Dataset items
>> start

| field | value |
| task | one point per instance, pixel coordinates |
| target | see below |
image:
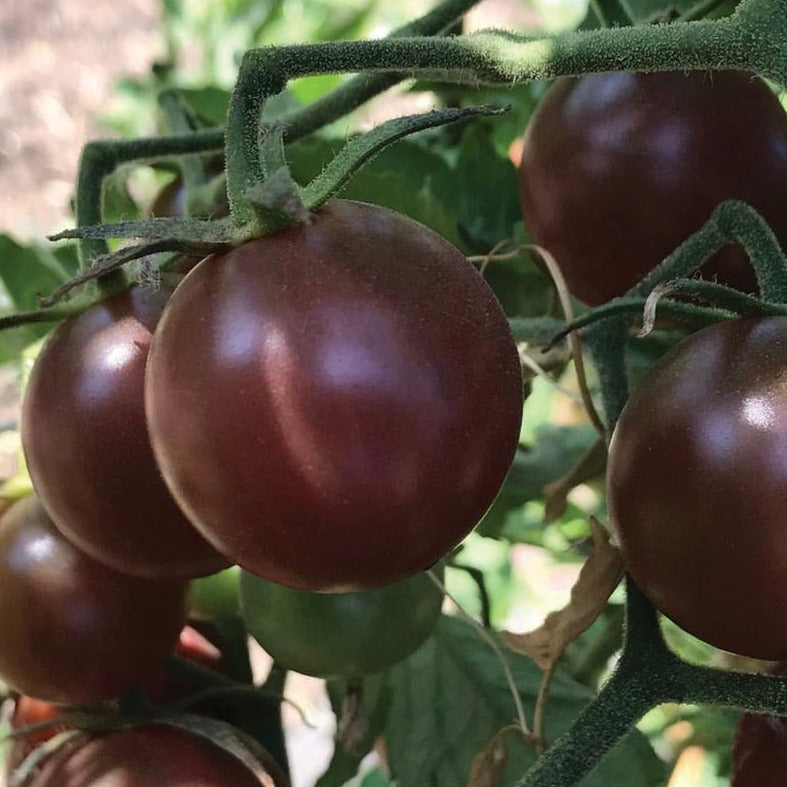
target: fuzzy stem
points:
(643, 678)
(101, 157)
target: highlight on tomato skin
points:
(341, 635)
(87, 448)
(620, 168)
(75, 631)
(696, 461)
(335, 406)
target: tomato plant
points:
(335, 406)
(74, 630)
(759, 757)
(29, 712)
(330, 635)
(87, 447)
(140, 757)
(696, 462)
(333, 394)
(619, 168)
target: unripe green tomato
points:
(215, 596)
(333, 635)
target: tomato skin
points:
(28, 711)
(335, 406)
(335, 635)
(696, 482)
(87, 447)
(619, 168)
(146, 756)
(74, 630)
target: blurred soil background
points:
(61, 62)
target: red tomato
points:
(74, 630)
(155, 756)
(618, 169)
(87, 447)
(336, 405)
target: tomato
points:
(29, 712)
(171, 200)
(332, 635)
(87, 448)
(145, 756)
(759, 757)
(336, 405)
(696, 483)
(618, 169)
(74, 630)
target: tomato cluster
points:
(332, 407)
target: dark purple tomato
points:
(697, 486)
(335, 406)
(154, 756)
(618, 169)
(73, 630)
(87, 447)
(759, 757)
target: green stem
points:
(642, 679)
(101, 157)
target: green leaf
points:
(486, 197)
(376, 778)
(451, 697)
(555, 451)
(371, 723)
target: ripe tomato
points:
(696, 482)
(28, 711)
(87, 447)
(171, 200)
(336, 405)
(146, 756)
(332, 635)
(759, 757)
(618, 169)
(73, 630)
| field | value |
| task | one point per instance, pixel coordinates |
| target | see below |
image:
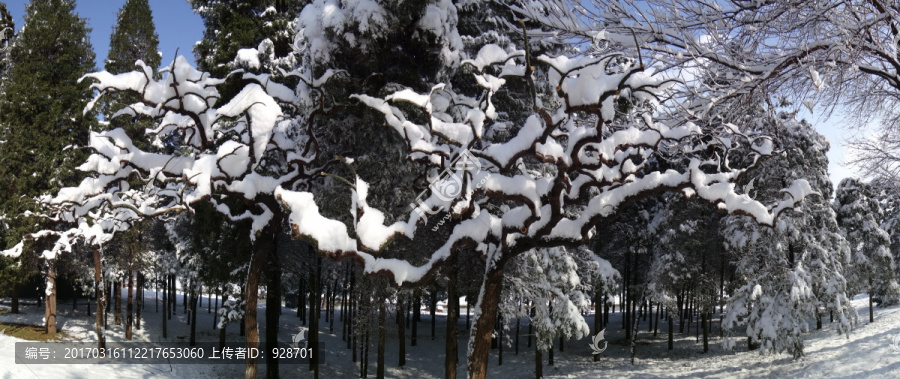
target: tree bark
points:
(140, 301)
(129, 308)
(117, 292)
(414, 340)
(192, 304)
(598, 317)
(15, 299)
(50, 310)
(671, 330)
(257, 262)
(484, 323)
(224, 323)
(401, 332)
(871, 310)
(382, 336)
(705, 321)
(273, 310)
(98, 284)
(433, 311)
(165, 303)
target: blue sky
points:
(176, 24)
(179, 28)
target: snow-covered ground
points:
(871, 351)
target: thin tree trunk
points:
(129, 308)
(165, 303)
(117, 292)
(671, 331)
(140, 302)
(415, 331)
(484, 324)
(273, 311)
(451, 355)
(98, 284)
(223, 322)
(871, 307)
(194, 299)
(598, 317)
(216, 309)
(50, 310)
(433, 311)
(382, 321)
(704, 320)
(257, 263)
(401, 331)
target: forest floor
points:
(871, 350)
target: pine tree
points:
(7, 33)
(788, 272)
(41, 110)
(234, 25)
(871, 263)
(133, 38)
(41, 114)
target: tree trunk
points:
(273, 310)
(108, 296)
(117, 292)
(871, 311)
(414, 338)
(50, 310)
(15, 299)
(401, 332)
(433, 311)
(451, 358)
(165, 303)
(382, 321)
(140, 301)
(129, 308)
(315, 307)
(224, 322)
(671, 330)
(98, 284)
(484, 323)
(598, 317)
(257, 262)
(192, 314)
(705, 321)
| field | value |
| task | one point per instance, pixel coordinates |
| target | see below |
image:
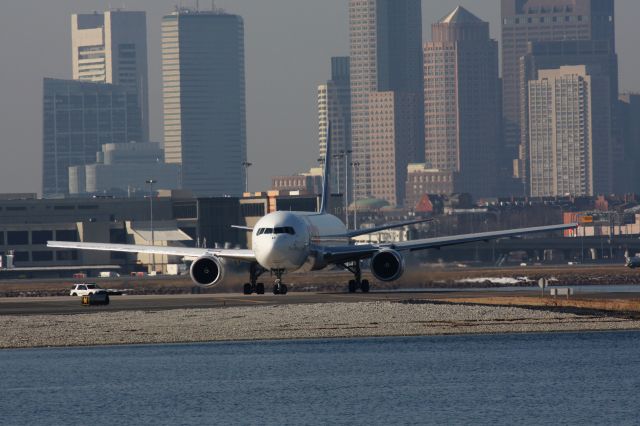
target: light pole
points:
(355, 165)
(153, 240)
(246, 166)
(346, 153)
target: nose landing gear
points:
(279, 287)
(253, 286)
(358, 282)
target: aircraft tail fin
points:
(326, 173)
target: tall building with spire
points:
(569, 133)
(111, 47)
(203, 88)
(461, 102)
(386, 95)
(334, 106)
(525, 21)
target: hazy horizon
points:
(288, 46)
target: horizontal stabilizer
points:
(245, 228)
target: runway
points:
(72, 305)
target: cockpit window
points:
(285, 230)
(278, 230)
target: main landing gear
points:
(253, 286)
(279, 287)
(357, 282)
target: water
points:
(561, 378)
(578, 289)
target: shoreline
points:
(298, 321)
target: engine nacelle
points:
(387, 265)
(207, 271)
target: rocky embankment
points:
(416, 277)
(327, 320)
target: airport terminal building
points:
(27, 223)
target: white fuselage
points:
(292, 240)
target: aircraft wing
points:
(340, 254)
(365, 231)
(438, 242)
(236, 254)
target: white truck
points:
(84, 289)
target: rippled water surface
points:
(560, 378)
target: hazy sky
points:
(288, 48)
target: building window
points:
(17, 238)
(67, 235)
(42, 256)
(41, 237)
(21, 256)
(67, 255)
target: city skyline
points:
(279, 120)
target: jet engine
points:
(209, 271)
(387, 265)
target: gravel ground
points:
(325, 320)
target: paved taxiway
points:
(72, 305)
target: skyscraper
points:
(111, 47)
(569, 133)
(386, 57)
(461, 102)
(78, 118)
(334, 105)
(601, 61)
(526, 21)
(203, 80)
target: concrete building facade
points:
(386, 56)
(570, 147)
(203, 78)
(111, 47)
(601, 60)
(525, 21)
(78, 118)
(422, 180)
(461, 102)
(123, 170)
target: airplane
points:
(288, 241)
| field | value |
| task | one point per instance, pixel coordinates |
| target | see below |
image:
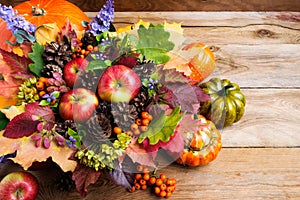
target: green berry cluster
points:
(101, 160)
(28, 92)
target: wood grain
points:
(237, 173)
(212, 19)
(265, 110)
(191, 5)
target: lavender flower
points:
(71, 142)
(14, 21)
(103, 19)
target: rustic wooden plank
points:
(237, 173)
(212, 19)
(259, 65)
(191, 5)
(271, 120)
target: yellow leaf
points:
(176, 34)
(13, 111)
(18, 50)
(27, 152)
(46, 33)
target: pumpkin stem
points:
(37, 11)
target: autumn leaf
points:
(122, 174)
(83, 177)
(187, 96)
(13, 71)
(13, 111)
(162, 127)
(138, 153)
(27, 152)
(174, 145)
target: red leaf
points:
(83, 177)
(138, 154)
(18, 64)
(174, 145)
(44, 112)
(20, 126)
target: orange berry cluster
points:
(161, 185)
(140, 125)
(81, 52)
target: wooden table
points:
(260, 158)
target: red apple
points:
(118, 83)
(72, 70)
(19, 185)
(78, 104)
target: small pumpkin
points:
(202, 146)
(41, 12)
(227, 104)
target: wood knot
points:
(264, 33)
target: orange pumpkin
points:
(202, 146)
(40, 12)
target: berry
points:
(152, 180)
(40, 85)
(158, 182)
(162, 193)
(163, 187)
(145, 122)
(142, 181)
(140, 168)
(146, 177)
(117, 130)
(90, 47)
(163, 177)
(145, 115)
(138, 122)
(168, 194)
(144, 187)
(157, 190)
(138, 176)
(143, 128)
(137, 186)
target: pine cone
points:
(98, 130)
(88, 39)
(62, 128)
(124, 114)
(142, 100)
(49, 69)
(88, 79)
(57, 54)
(145, 69)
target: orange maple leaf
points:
(27, 152)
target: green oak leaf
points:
(36, 57)
(154, 43)
(162, 127)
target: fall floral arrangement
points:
(96, 99)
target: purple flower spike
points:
(103, 19)
(14, 21)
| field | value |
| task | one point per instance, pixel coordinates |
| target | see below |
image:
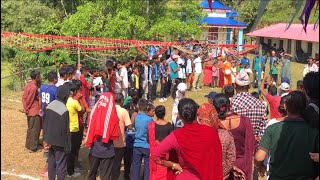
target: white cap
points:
(285, 86)
(175, 56)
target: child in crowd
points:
(274, 72)
(300, 86)
(74, 106)
(215, 74)
(248, 70)
(92, 98)
(256, 95)
(140, 146)
(151, 110)
(105, 79)
(240, 67)
(134, 80)
(132, 107)
(179, 93)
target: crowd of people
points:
(235, 135)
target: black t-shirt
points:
(162, 131)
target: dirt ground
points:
(18, 161)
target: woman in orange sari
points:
(221, 73)
(157, 131)
(207, 77)
(207, 115)
(227, 71)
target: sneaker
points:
(74, 175)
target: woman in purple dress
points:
(242, 132)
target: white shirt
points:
(272, 121)
(189, 66)
(97, 81)
(117, 84)
(60, 82)
(124, 76)
(182, 71)
(197, 65)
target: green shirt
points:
(289, 143)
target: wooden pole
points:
(20, 72)
(78, 52)
(55, 62)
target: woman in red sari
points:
(157, 131)
(242, 132)
(221, 73)
(207, 77)
(197, 146)
(207, 115)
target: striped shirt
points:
(245, 104)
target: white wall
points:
(222, 35)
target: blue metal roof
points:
(232, 13)
(215, 5)
(222, 21)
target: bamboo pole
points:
(55, 62)
(20, 72)
(78, 52)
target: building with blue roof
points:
(219, 27)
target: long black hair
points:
(175, 88)
(187, 109)
(222, 104)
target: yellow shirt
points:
(137, 81)
(74, 108)
(124, 120)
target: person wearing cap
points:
(197, 66)
(179, 93)
(244, 104)
(174, 68)
(311, 66)
(146, 78)
(56, 134)
(210, 96)
(284, 89)
(274, 101)
(273, 58)
(155, 76)
(182, 64)
(120, 144)
(123, 73)
(286, 66)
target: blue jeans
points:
(138, 154)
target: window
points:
(269, 42)
(281, 44)
(289, 46)
(309, 49)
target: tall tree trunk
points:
(148, 14)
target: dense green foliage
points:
(164, 20)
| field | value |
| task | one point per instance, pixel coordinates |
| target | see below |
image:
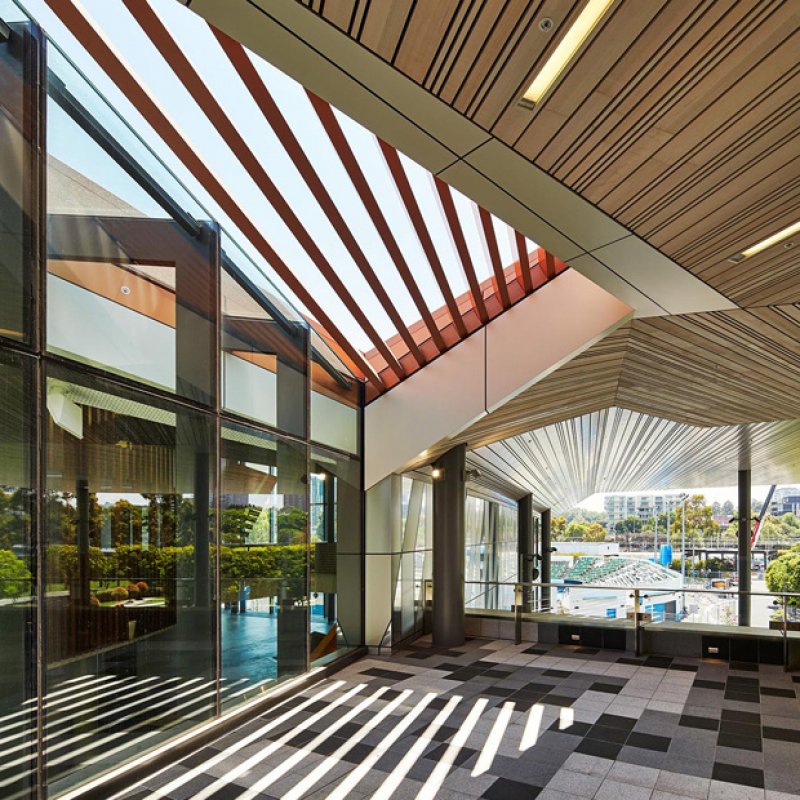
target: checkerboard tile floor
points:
(502, 721)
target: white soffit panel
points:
(666, 282)
(544, 331)
(513, 351)
(437, 401)
(566, 211)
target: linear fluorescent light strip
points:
(770, 240)
(573, 39)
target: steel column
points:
(743, 556)
(545, 553)
(525, 546)
(449, 501)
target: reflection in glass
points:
(263, 353)
(491, 553)
(17, 588)
(263, 560)
(129, 616)
(17, 202)
(336, 553)
(130, 284)
(335, 399)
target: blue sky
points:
(198, 43)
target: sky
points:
(198, 43)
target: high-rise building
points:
(641, 506)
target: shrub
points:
(15, 579)
(119, 593)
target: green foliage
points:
(783, 574)
(15, 579)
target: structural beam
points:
(449, 502)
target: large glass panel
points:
(17, 197)
(131, 278)
(336, 574)
(491, 553)
(129, 555)
(264, 361)
(17, 590)
(264, 560)
(335, 399)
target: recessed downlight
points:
(768, 242)
(575, 36)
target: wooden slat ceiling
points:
(678, 119)
(620, 450)
(700, 370)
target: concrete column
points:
(743, 556)
(449, 500)
(525, 546)
(545, 553)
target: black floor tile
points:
(704, 723)
(464, 754)
(661, 662)
(773, 692)
(700, 683)
(575, 729)
(615, 721)
(732, 773)
(649, 741)
(739, 742)
(504, 789)
(610, 688)
(599, 748)
(558, 700)
(749, 717)
(608, 734)
(782, 734)
(394, 674)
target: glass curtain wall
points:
(491, 553)
(172, 471)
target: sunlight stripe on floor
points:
(443, 766)
(395, 777)
(492, 743)
(248, 764)
(352, 779)
(334, 758)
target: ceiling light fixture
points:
(768, 242)
(573, 39)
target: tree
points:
(699, 521)
(15, 579)
(576, 531)
(783, 574)
(594, 532)
(728, 508)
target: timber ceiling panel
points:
(678, 119)
(620, 450)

>> end

Up to and including the last line of the listing, starting at the line with "target: blue jeans", extract every line exactly and leave out the pictures.

> [Solved exercise]
target: blue jeans
points:
(138, 154)
target: window
points:
(269, 42)
(281, 44)
(289, 46)
(309, 49)
target: tall tree trunk
points:
(148, 14)
target: dense green foliage
points:
(164, 20)
| field | value |
| task | one point per instance, pixel coordinates |
| target | see below |
image:
target: checkerboard tile floor
points:
(502, 721)
target: white soffit panel
points:
(666, 282)
(544, 331)
(513, 351)
(437, 401)
(566, 211)
target: linear fluorescent light strip
points:
(770, 240)
(573, 39)
target: steel column
points:
(743, 556)
(545, 553)
(525, 546)
(449, 501)
target: reflection in glass
points:
(263, 353)
(491, 553)
(17, 588)
(263, 560)
(129, 616)
(17, 202)
(336, 553)
(130, 284)
(335, 399)
target: blue sky
points:
(198, 43)
target: sky
points:
(198, 43)
target: high-rise building
points:
(641, 506)
target: shrub
points:
(15, 579)
(119, 593)
target: green foliage
points:
(783, 574)
(15, 579)
target: structural beam
points:
(449, 502)
target: large glass panel
points:
(17, 197)
(131, 278)
(336, 574)
(491, 553)
(129, 555)
(264, 361)
(17, 590)
(264, 560)
(335, 399)
target: recessed downlight
points:
(768, 242)
(575, 36)
target: wooden slat ceiling
points:
(678, 119)
(620, 450)
(700, 370)
target: concrete column
points:
(743, 556)
(449, 500)
(525, 546)
(545, 553)
target: black floor tile
points:
(704, 723)
(464, 754)
(661, 662)
(773, 692)
(700, 683)
(575, 729)
(615, 721)
(732, 773)
(649, 741)
(739, 742)
(504, 789)
(610, 688)
(599, 748)
(558, 700)
(749, 717)
(608, 734)
(782, 734)
(394, 674)
target: glass curtain wall
points:
(491, 553)
(172, 471)
target: sunlight stripe on floor
points:
(443, 766)
(395, 777)
(492, 743)
(248, 764)
(352, 779)
(334, 758)
target: ceiling light fixture
points:
(768, 242)
(573, 39)
target: tree
points:
(699, 521)
(15, 579)
(576, 531)
(783, 574)
(594, 532)
(728, 508)
target: timber ceiling panel
points:
(678, 119)
(620, 450)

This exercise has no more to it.